## EXERCISE DIRECTIONS
In the records below, find the line with "Q: Locate the wooden" and the line with "Q: Locate the pink". Print both exactly, along with every line between them, and no other line.

## RECORD SET
○ ○ ○ ○ ○ ○ ○

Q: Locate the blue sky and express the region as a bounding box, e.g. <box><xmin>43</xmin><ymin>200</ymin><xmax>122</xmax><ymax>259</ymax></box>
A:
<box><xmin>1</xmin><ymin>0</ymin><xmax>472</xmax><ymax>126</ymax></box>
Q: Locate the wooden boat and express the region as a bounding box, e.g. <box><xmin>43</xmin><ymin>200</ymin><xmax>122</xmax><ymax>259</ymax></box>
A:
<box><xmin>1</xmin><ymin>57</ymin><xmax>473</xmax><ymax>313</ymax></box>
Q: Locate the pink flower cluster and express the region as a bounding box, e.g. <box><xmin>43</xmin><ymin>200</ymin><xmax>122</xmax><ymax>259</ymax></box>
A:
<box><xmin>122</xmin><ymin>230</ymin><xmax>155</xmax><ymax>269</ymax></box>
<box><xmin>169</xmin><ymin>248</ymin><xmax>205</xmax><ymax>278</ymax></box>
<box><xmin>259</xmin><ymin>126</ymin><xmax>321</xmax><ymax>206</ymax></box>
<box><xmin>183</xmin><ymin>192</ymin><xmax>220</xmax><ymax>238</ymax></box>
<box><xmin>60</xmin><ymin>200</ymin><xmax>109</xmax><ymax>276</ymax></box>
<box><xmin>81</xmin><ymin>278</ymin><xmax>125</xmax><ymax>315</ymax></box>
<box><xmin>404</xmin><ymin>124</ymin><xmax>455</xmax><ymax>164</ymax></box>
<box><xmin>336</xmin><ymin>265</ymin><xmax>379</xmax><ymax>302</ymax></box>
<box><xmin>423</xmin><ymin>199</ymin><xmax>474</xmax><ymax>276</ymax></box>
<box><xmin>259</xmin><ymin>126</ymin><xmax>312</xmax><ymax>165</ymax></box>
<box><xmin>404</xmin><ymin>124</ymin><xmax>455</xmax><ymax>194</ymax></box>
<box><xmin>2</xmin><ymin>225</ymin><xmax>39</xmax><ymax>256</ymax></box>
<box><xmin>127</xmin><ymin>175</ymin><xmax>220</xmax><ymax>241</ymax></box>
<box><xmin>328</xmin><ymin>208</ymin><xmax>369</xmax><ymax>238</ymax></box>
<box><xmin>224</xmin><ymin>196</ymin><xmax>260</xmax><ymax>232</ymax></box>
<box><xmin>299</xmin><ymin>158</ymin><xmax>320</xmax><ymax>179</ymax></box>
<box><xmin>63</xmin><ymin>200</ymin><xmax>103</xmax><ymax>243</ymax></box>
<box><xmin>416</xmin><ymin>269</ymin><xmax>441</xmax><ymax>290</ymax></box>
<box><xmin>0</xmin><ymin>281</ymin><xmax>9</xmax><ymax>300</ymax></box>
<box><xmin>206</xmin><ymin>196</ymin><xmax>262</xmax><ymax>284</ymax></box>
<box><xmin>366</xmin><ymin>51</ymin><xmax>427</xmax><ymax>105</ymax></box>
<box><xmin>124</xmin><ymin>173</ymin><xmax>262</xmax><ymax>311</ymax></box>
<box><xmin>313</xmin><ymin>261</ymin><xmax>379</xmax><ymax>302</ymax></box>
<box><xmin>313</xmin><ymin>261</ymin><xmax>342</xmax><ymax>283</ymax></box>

○ ○ ○ ○ ○ ○ ○

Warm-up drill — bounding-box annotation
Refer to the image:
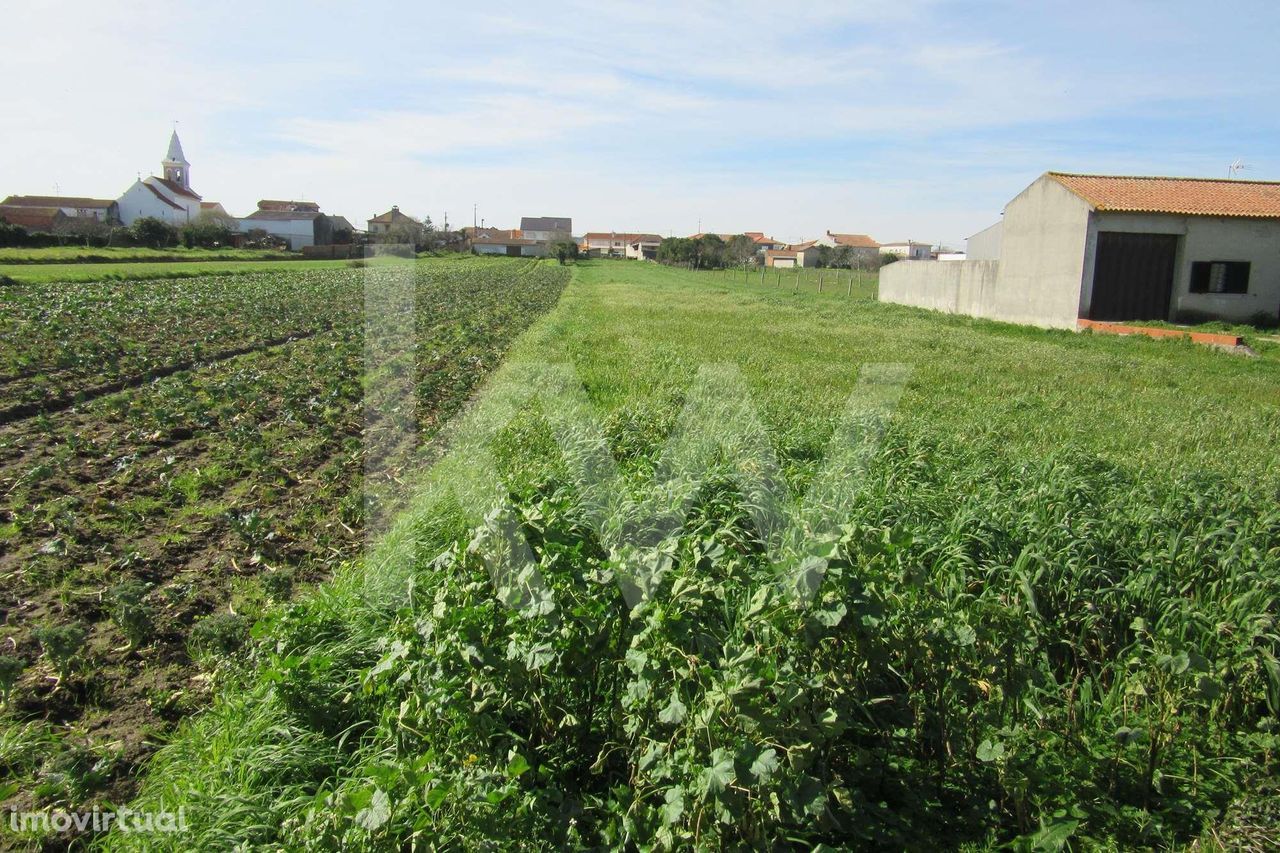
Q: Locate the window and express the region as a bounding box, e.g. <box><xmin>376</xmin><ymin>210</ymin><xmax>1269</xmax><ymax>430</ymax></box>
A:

○ ○ ○ ○ ○ ○ ○

## OUTPUT
Q: Locate the wooden boat and express the region as a bounding box, e.g. <box><xmin>43</xmin><ymin>200</ymin><xmax>122</xmax><ymax>259</ymax></box>
A:
<box><xmin>1</xmin><ymin>57</ymin><xmax>473</xmax><ymax>313</ymax></box>
Q: Locate the pink flower cluster and express the region as a bounding box, e.g. <box><xmin>43</xmin><ymin>200</ymin><xmax>122</xmax><ymax>259</ymax></box>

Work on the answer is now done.